**Instruction**: Write each line out again exactly as written.

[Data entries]
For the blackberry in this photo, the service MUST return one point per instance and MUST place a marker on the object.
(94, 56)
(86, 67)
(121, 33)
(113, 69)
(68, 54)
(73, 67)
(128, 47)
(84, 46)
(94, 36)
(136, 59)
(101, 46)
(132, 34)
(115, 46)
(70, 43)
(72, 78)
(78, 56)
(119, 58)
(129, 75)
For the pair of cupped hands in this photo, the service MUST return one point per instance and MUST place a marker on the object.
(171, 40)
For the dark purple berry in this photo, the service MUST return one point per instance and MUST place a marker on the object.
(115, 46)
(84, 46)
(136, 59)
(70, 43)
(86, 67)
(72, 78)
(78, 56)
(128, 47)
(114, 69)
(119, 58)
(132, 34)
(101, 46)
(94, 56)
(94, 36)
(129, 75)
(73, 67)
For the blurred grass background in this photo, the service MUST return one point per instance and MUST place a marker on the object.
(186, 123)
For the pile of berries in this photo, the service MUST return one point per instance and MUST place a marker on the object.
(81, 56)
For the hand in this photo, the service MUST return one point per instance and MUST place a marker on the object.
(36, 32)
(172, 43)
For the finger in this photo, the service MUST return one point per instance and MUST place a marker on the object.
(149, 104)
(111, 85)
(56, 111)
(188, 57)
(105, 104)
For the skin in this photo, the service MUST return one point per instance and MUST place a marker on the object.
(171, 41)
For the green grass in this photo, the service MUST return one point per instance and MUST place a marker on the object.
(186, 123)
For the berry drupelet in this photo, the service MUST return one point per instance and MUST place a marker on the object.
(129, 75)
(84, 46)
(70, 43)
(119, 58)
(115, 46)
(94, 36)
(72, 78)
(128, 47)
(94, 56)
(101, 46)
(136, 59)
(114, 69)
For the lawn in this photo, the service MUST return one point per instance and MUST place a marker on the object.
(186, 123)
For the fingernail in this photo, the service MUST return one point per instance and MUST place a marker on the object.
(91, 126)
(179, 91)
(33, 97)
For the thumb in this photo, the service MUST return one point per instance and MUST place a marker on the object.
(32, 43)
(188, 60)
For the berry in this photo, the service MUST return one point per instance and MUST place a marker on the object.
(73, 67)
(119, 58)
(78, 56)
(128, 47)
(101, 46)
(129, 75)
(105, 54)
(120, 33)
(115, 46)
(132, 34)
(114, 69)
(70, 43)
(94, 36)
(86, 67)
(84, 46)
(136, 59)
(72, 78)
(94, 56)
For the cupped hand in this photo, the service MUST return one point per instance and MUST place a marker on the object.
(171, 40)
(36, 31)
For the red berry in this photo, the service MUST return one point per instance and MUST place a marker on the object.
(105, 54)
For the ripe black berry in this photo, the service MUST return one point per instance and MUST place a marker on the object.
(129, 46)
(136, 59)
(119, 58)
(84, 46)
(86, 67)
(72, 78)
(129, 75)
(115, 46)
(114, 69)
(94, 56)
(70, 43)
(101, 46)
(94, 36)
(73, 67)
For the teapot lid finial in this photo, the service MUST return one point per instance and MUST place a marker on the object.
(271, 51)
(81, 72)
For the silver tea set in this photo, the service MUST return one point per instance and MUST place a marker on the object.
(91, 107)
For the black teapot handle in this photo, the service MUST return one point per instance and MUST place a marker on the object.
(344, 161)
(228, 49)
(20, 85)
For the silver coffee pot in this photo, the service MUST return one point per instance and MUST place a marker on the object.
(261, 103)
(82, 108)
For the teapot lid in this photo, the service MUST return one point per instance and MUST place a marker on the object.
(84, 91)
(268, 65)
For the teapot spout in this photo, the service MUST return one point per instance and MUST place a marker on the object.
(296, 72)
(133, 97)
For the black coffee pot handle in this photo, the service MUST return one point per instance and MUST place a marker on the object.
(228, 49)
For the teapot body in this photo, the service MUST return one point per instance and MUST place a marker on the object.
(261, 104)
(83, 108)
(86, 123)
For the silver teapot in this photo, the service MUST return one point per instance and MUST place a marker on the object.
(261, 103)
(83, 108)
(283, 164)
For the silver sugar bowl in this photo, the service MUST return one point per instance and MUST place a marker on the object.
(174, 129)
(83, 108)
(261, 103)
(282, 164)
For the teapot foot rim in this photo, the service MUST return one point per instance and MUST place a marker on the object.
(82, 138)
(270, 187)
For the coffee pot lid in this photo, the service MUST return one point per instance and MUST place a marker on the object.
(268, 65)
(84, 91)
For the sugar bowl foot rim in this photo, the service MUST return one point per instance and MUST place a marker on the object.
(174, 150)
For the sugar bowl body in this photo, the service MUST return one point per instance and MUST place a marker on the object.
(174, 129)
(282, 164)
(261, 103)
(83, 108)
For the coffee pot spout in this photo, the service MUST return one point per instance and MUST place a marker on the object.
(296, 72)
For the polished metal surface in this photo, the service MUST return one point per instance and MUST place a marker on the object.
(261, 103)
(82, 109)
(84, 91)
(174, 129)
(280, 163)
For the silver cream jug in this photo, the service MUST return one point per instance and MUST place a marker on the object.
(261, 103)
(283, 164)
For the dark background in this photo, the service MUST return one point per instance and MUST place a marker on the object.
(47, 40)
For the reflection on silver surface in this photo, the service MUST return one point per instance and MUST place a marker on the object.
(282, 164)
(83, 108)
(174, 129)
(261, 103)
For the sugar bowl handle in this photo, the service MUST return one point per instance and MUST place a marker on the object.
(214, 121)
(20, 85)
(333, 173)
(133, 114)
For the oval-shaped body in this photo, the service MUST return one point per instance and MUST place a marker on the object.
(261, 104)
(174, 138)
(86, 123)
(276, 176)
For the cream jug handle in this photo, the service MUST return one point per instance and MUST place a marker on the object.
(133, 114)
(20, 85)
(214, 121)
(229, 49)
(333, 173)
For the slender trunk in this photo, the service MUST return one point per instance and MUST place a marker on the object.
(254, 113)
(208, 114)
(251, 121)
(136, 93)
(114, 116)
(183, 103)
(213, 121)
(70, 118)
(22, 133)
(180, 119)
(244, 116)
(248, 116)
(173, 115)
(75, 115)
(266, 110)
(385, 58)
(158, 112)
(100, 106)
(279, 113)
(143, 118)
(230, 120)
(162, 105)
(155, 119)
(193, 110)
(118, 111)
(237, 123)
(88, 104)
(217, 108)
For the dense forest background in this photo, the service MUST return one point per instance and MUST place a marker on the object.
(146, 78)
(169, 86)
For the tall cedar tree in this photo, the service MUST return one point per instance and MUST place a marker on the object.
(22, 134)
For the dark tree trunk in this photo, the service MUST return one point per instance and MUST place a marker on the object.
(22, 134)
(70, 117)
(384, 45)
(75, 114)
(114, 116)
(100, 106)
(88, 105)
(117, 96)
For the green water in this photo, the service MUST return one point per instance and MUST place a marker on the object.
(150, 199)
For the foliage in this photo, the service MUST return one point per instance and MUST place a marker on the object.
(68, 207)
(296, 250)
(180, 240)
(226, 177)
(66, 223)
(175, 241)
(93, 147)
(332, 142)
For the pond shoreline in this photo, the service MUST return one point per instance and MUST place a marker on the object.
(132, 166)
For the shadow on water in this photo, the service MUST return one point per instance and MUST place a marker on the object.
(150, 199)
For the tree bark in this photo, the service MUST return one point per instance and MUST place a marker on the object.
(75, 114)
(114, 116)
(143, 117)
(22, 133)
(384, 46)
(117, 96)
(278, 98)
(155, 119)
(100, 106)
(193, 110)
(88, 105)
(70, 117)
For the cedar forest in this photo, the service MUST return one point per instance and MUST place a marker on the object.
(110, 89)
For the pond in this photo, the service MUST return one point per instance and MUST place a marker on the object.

**The output**:
For the blackberry in this photo, the service MUST return one point per instance and MUST place a marker on the object.
(94, 56)
(86, 67)
(121, 33)
(113, 69)
(68, 54)
(73, 67)
(128, 47)
(84, 46)
(94, 36)
(136, 59)
(101, 46)
(132, 34)
(115, 46)
(70, 43)
(72, 78)
(78, 56)
(119, 58)
(129, 75)
For the pair of cupped hands in this photo, the service MUST return one point per instance and MUST place a marker on the object.
(171, 40)
For the dark purple berry in this photo, the service MUST return one point per instance and MUST place a marker on the object.
(115, 46)
(84, 46)
(136, 59)
(70, 43)
(86, 67)
(72, 78)
(78, 56)
(128, 47)
(114, 69)
(119, 58)
(132, 34)
(101, 46)
(94, 56)
(94, 36)
(129, 75)
(73, 67)
For the blurred grass background in this photo, the service MUST return one point per instance and MUST place a marker on the object.
(186, 123)
For the pile of berries in this photo, the service MUST return one point per instance and MUST place a marker on the object.
(81, 56)
For the hand in this photo, the service MUST return one point per instance and MUST place a marker on the object.
(36, 32)
(172, 43)
For the finger in this photo, the service MUST return one point per instance and MUST place a marker on the object.
(149, 104)
(111, 85)
(56, 111)
(188, 57)
(105, 104)
For the skin in this photo, the service MUST return one point per instance and MUST place a marker on the object.
(171, 41)
For the green grass in this photo, the service MUST return one point per instance and MUST place a marker on the object.
(186, 123)
For the berry drupelet in this photo, the service MUST return one point per instance and MUST place a marker on the object.
(129, 75)
(84, 46)
(70, 43)
(119, 58)
(115, 46)
(94, 36)
(72, 78)
(128, 47)
(94, 56)
(101, 46)
(136, 59)
(114, 69)
For the lawn in this photo, the service MUST return one point per instance and MUST place a marker on the object.
(186, 123)
For the fingernail in this photo, the service MUST return one point per instance and MUST place a marker on the object.
(91, 126)
(179, 91)
(33, 97)
For the thumb in this photo, the service MUST return one point per instance and MUST place a marker on the object.
(32, 43)
(188, 60)
For the berry in this photo, the service MUST return one point per instance and MUST place a marker on the object.
(73, 67)
(119, 58)
(78, 56)
(128, 47)
(101, 46)
(129, 75)
(105, 54)
(120, 33)
(115, 46)
(132, 34)
(114, 69)
(70, 43)
(94, 36)
(86, 67)
(84, 46)
(136, 59)
(72, 78)
(94, 56)
For the cupped hand in this photo, the service MUST return one point per instance and MUST place a marker on the object.
(171, 40)
(36, 31)
For the red berry in this photo, the service MUST return one point per instance and MUST place a marker on the object.
(105, 54)
For the ripe black berry in this photo, the service MUST return one point per instance and MUST place a marker on the object.
(129, 46)
(136, 59)
(119, 58)
(84, 46)
(86, 67)
(72, 78)
(129, 75)
(115, 46)
(114, 69)
(94, 56)
(70, 43)
(101, 46)
(94, 36)
(73, 67)
For the teapot lid finial in this photo, the service MUST return one point per instance and MUST place a marker on the object.
(271, 51)
(81, 72)
For the silver tea set in this photo, the service MUST return one point per instance and MUST place a marker on the object.
(91, 107)
For the black teapot handle in this photo, the service MUST return one point per instance and MUST place a marker on the object.
(344, 161)
(228, 49)
(20, 85)
For the silver coffee pot in this photo, the service MUST return one point per instance and MUST place a marker on the object.
(261, 103)
(82, 108)
For the teapot lid in this photo, the service MUST return one point per instance and MUST place a marker on the object.
(84, 91)
(268, 65)
For the teapot spout in this photo, the service MUST return one point per instance and MUST place a marker on the object.
(296, 72)
(133, 97)
For the black coffee pot handle in this photo, the service MUST return one point per instance and MUST place a marker on the object.
(228, 49)
For the teapot body in this photo, the service MUST return one point per instance and MUST place a marker on the object.
(261, 104)
(83, 108)
(86, 123)
For the silver teapot in this photo, the service MUST return one point per instance and MUST place a marker on the object.
(261, 103)
(83, 108)
(283, 164)
For the silver sugar bowl in this photo, the service MUST return one point per instance and MUST place a marker on the object.
(174, 129)
(83, 108)
(261, 103)
(282, 164)
For the teapot foot rim in this photo, the service MUST return one point per instance and MUST place a marker on the object.
(82, 138)
(270, 187)
For the coffee pot lid in this photo, the service MUST return one point per instance and MUST place a marker on the object.
(268, 65)
(84, 91)
For the sugar bowl foot rim in this photo, the service MUST return one point per instance and MUST place a marker on the object.
(174, 150)
For the sugar bowl body in this photo, the service MUST return one point per instance and MUST place a marker on the object.
(174, 129)
(282, 164)
(261, 103)
(83, 108)
For the coffee pot spout in this photo, the service MUST return one point per instance and MUST place a marker on the object.
(296, 72)
For the polished metal surface in this photo, the service MUST return one point per instance and MUST place a marker on the object.
(261, 103)
(82, 109)
(84, 91)
(174, 129)
(280, 163)
For the silver cream jug in this photo, the service MUST return one point per instance and MUST place a marker on the object.
(261, 103)
(283, 164)
For the dark background in this photo, the service MUST return one point per instance and MUST place a marker on the object.
(47, 40)
For the reflection on silver surface in this photo, the service MUST return one point per instance and MUST place a marker on the object.
(282, 164)
(83, 108)
(174, 129)
(261, 103)
For the sugar bowl handle in this photo, the service MUST return one point per instance and MUST place a marker on the object.
(214, 121)
(20, 85)
(333, 173)
(133, 114)
For the oval-shaped body in this photo, the service MUST return one point per instance and MUST place a marker on the object.
(261, 104)
(174, 138)
(86, 123)
(276, 176)
For the cream jug handle in this photo, the service MUST return one point per instance and MUST place a marker on the object.
(133, 114)
(20, 85)
(214, 121)
(229, 49)
(333, 173)
For the slender trunk in this photo, the service MUST return one point per instance and MUST place a marker on the object.
(254, 113)
(208, 114)
(251, 121)
(136, 93)
(114, 116)
(183, 103)
(213, 121)
(70, 118)
(22, 133)
(180, 119)
(244, 116)
(248, 116)
(173, 115)
(75, 115)
(266, 110)
(385, 58)
(158, 112)
(100, 106)
(279, 113)
(143, 118)
(230, 120)
(162, 105)
(155, 119)
(193, 110)
(118, 111)
(237, 123)
(88, 104)
(217, 108)
For the dense forest background in this photo, the service MUST return one point per instance and MUST place a marker on the object.
(146, 78)
(169, 86)
For the tall cedar tree in this photo, the service MUST return one point per instance and MUST place a marker on the object.
(22, 134)
For the dark tree trunk in this photo, the service MUST return one point per instance and MUST place a marker on the object.
(22, 134)
(70, 117)
(384, 45)
(75, 114)
(114, 116)
(100, 106)
(88, 105)
(117, 96)
For the green water in this photo, the service MUST return one point per instance and MUST place a marker on the object.
(150, 199)
For the foliage in this photo, the service MUST return one point per instance and MUST place a marker on the object.
(68, 207)
(296, 250)
(180, 240)
(226, 177)
(66, 223)
(175, 241)
(93, 147)
(332, 142)
For the pond shoreline in this photo, the service MUST return one point per instance and MUST place a marker on the object.
(132, 166)
For the shadow on water in this photo, the service MUST return one point per instance and MUST place a marker on the object.
(150, 199)
For the tree bark in this photo, the service MUST return one point per instance and MUST place a marker on the object.
(75, 114)
(114, 116)
(143, 117)
(22, 133)
(384, 46)
(117, 96)
(278, 98)
(155, 119)
(100, 106)
(193, 110)
(88, 105)
(70, 117)
For the cedar forest in this photo, the service MUST return one point per instance and MUST place a marker on the object.
(110, 89)
For the pond in this photo, the service MUST return one point per instance and MUST place a marker on the object.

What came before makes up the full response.